Items listed in a dataset

##########

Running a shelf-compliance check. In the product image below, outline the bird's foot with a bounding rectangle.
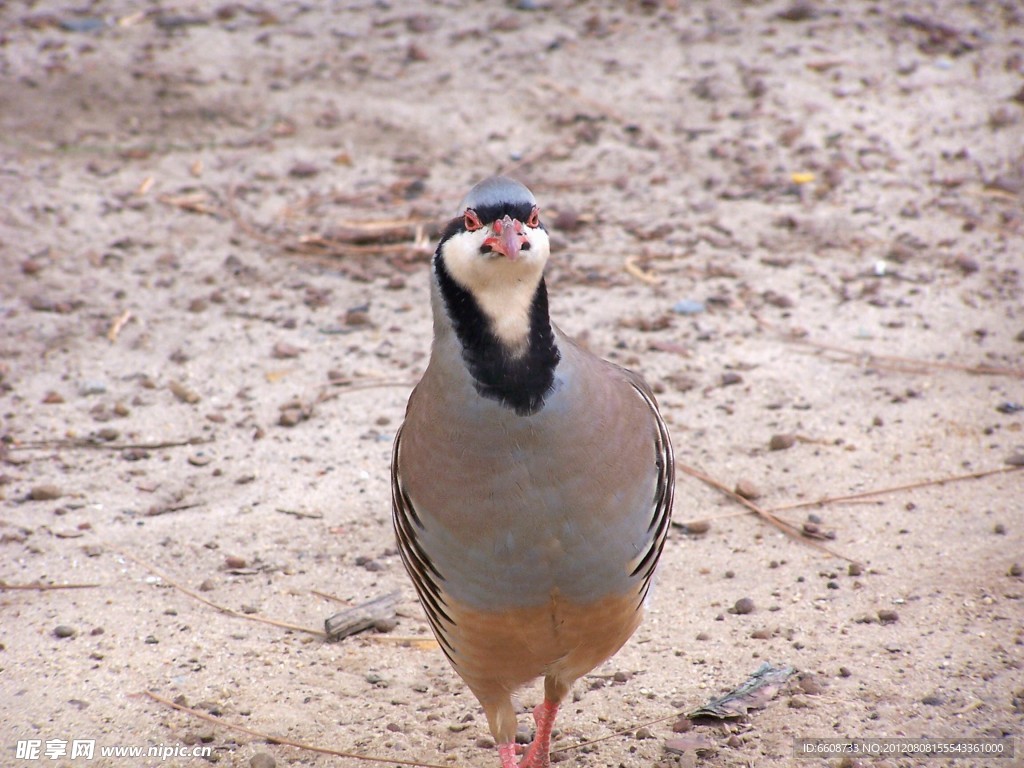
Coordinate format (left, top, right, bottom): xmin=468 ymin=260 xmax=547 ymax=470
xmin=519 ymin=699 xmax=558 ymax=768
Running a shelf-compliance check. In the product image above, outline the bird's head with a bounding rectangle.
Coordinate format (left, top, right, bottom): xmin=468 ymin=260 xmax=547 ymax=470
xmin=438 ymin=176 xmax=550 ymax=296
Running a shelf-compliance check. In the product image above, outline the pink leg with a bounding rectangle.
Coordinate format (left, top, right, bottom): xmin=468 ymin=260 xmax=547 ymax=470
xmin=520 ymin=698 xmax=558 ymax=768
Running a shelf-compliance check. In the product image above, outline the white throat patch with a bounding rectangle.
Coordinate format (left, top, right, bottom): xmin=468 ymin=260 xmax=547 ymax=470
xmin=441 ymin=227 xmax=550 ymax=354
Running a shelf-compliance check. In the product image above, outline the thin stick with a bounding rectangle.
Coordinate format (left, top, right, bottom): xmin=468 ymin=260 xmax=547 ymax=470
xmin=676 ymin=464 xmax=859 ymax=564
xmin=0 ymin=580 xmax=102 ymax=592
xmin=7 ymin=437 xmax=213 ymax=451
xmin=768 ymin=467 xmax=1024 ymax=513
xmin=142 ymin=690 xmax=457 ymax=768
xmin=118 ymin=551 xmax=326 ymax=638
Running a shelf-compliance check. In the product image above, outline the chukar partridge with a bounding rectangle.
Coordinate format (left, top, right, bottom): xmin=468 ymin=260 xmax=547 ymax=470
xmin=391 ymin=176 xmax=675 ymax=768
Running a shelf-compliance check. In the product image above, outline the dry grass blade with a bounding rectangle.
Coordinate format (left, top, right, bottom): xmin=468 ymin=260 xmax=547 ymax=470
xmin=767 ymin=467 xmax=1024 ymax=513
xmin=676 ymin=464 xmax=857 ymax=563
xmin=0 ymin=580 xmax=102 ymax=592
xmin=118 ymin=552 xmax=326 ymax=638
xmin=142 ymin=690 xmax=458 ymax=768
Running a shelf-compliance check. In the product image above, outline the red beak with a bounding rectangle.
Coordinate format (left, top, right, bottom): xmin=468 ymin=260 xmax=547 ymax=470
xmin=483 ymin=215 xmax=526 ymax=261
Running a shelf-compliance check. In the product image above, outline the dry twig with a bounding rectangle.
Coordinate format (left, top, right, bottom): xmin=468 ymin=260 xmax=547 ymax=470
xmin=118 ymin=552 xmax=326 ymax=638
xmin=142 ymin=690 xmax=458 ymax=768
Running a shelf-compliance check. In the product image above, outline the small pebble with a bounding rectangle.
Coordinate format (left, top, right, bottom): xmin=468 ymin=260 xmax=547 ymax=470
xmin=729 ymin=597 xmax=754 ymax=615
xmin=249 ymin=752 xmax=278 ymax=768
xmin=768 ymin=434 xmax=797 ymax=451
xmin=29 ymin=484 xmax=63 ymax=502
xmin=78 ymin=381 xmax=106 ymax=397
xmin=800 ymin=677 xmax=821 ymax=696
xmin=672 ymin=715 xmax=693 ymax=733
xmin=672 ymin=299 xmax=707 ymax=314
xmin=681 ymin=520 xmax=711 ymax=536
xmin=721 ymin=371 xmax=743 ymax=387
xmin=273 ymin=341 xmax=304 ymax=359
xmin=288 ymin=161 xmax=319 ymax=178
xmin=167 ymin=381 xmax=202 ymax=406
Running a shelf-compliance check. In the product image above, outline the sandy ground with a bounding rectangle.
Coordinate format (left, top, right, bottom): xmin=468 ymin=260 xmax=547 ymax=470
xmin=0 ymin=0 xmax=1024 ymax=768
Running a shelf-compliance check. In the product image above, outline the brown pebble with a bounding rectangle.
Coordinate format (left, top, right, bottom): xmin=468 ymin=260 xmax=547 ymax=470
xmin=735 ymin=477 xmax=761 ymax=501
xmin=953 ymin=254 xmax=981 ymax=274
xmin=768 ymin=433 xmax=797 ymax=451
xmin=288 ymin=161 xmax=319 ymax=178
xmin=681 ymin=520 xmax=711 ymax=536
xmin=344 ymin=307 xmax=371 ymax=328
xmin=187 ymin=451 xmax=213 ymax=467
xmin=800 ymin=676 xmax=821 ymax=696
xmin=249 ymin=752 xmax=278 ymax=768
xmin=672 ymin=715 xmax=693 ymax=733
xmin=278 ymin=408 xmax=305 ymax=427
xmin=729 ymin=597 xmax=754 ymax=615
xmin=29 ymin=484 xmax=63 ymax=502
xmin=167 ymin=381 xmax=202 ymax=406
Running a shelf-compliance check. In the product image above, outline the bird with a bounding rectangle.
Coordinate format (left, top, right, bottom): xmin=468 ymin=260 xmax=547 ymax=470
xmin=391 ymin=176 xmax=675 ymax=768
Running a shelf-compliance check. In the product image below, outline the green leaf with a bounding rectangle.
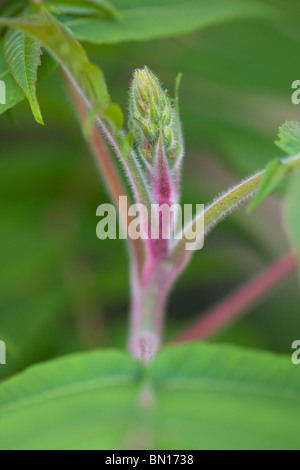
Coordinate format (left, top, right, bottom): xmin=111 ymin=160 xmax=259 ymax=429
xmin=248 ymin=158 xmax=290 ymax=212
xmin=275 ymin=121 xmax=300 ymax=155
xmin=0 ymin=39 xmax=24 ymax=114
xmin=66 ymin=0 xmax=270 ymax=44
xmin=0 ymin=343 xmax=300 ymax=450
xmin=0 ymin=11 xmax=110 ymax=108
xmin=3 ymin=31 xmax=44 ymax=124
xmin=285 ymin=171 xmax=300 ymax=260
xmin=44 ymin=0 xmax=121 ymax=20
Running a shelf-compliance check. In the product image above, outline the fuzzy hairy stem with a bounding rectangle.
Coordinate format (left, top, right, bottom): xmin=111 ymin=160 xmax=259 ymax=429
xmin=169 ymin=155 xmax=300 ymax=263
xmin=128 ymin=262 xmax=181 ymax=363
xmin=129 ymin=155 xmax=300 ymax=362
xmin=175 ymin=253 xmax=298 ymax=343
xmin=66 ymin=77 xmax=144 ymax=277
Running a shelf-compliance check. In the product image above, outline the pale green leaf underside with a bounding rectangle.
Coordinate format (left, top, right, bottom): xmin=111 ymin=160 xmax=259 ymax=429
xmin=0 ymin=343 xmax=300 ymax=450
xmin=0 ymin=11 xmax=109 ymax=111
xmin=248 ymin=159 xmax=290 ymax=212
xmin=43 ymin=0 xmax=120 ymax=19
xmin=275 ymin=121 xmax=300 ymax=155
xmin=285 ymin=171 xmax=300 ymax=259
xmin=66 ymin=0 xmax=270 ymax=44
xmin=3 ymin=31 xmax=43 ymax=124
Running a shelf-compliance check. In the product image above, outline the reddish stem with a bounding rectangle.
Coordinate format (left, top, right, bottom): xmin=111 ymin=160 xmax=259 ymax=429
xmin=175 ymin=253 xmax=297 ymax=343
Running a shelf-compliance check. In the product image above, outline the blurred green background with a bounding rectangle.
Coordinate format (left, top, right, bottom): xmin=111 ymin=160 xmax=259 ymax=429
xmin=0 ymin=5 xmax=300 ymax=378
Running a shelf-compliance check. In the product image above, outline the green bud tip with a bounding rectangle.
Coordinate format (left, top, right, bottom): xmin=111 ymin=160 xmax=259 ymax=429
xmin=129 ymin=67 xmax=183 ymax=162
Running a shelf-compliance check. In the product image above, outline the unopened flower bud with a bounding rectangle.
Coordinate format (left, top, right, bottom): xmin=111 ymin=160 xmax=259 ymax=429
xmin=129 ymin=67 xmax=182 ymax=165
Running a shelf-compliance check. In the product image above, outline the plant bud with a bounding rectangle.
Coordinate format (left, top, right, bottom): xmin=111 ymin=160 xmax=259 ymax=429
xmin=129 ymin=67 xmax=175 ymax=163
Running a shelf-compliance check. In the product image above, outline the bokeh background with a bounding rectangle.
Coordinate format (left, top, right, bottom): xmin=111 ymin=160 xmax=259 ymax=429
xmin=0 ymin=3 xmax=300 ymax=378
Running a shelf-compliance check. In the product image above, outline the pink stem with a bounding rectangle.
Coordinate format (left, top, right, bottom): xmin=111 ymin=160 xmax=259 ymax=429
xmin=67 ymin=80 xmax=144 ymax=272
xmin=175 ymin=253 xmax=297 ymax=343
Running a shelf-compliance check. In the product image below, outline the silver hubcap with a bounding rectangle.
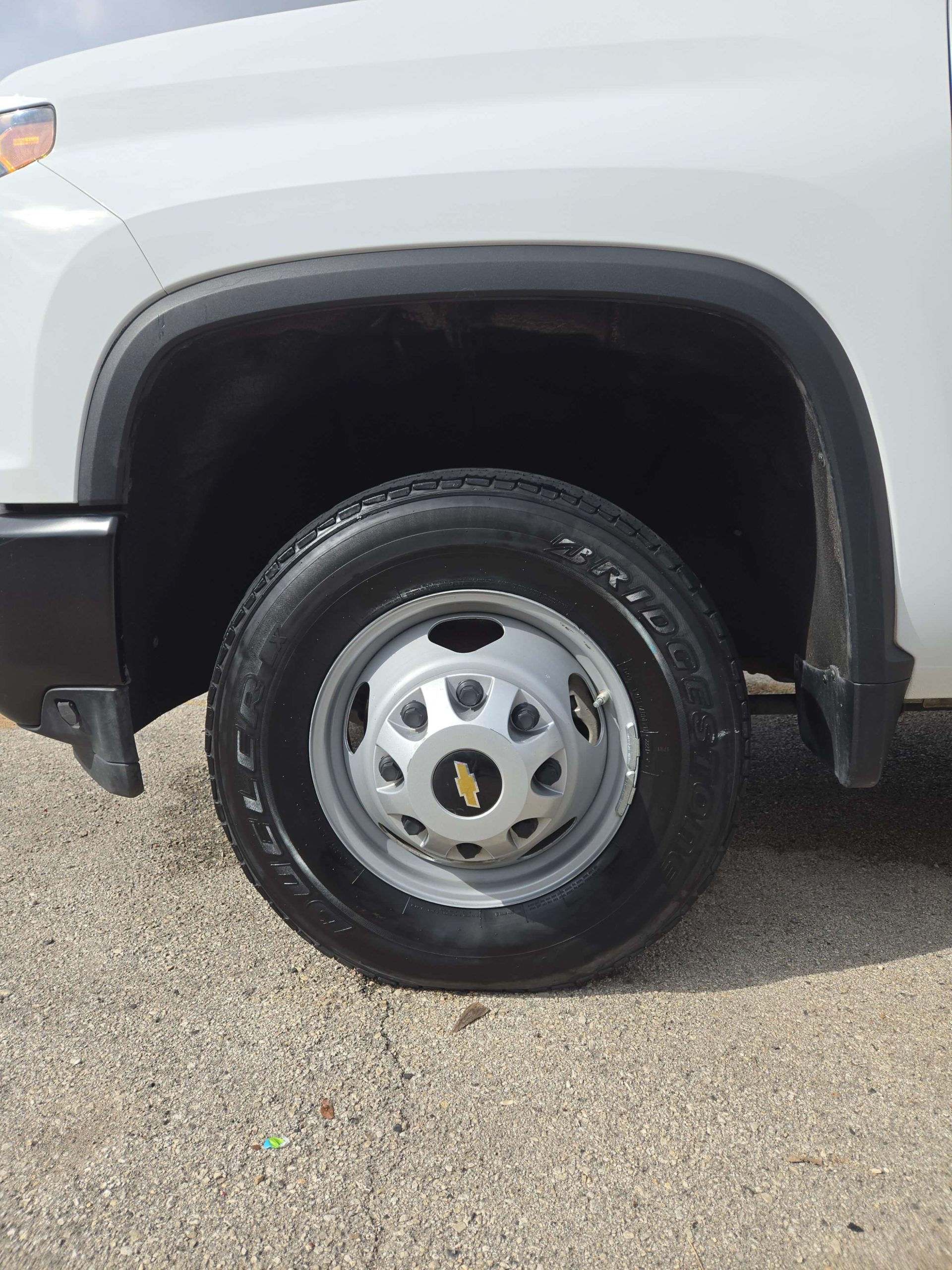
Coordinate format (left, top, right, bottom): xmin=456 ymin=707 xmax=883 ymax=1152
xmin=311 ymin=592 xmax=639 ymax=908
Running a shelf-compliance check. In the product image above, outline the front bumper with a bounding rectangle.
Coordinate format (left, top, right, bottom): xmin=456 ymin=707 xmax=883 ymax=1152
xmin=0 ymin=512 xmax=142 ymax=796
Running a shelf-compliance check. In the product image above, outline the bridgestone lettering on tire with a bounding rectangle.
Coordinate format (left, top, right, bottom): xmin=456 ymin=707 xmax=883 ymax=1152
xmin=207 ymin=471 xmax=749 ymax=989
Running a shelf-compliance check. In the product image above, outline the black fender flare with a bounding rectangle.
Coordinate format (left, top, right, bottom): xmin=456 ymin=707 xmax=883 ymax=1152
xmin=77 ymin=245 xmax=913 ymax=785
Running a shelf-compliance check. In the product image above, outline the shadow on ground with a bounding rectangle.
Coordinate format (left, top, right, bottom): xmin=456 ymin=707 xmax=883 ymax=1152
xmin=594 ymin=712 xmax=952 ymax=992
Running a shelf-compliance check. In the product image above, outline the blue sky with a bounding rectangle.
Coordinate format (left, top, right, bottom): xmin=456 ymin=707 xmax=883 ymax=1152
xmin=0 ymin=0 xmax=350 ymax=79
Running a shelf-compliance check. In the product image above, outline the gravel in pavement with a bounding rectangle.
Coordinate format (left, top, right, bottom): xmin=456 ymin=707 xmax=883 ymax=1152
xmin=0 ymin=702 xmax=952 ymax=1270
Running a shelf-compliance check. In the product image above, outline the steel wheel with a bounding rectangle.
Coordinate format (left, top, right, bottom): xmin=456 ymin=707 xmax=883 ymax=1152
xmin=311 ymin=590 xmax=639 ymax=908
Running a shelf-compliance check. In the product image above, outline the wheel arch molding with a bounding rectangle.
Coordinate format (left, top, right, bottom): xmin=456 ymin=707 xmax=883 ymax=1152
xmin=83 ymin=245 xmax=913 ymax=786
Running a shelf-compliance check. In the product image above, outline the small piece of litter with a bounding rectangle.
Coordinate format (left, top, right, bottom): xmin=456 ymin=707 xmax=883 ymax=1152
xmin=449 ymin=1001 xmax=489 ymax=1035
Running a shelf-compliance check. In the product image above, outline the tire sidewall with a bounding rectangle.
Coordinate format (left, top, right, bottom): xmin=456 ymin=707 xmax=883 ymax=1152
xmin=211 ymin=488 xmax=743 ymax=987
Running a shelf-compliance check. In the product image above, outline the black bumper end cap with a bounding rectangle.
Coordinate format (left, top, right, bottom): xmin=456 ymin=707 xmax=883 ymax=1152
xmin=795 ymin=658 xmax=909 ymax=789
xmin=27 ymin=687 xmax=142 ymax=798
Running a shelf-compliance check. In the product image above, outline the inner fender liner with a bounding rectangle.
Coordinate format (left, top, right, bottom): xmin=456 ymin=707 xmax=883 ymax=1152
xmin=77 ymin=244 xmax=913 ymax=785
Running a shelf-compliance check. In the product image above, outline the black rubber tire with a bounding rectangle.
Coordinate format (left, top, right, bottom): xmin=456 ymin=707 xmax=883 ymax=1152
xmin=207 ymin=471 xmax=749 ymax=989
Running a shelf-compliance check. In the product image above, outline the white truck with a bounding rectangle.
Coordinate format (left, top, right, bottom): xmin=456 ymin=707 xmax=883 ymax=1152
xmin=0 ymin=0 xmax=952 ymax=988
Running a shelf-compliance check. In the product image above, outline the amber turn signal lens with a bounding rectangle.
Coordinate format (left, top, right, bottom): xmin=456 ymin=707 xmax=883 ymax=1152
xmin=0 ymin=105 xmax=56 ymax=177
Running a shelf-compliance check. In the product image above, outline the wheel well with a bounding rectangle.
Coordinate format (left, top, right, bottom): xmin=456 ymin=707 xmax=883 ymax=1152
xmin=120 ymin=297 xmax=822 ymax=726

##########

EXERCISE — Can you rewrite the lines from the beginning through the one containing "xmin=438 ymin=176 xmax=550 ymax=296", changing "bounding rectangle" to "bounding box" and leaving out the pictures?

RESPONSE BELOW —
Running a shelf-compliance check. In the product image below, outline the bird's foot with a bounding box.
Coordinate format (left, top, right, bottom): xmin=468 ymin=260 xmax=547 ymax=470
xmin=519 ymin=699 xmax=558 ymax=768
Running a shelf-compliance check. In the product image above, outline the bird's head with a bounding box.
Coordinate format (left, top, right, bottom): xmin=468 ymin=260 xmax=547 ymax=470
xmin=438 ymin=176 xmax=550 ymax=296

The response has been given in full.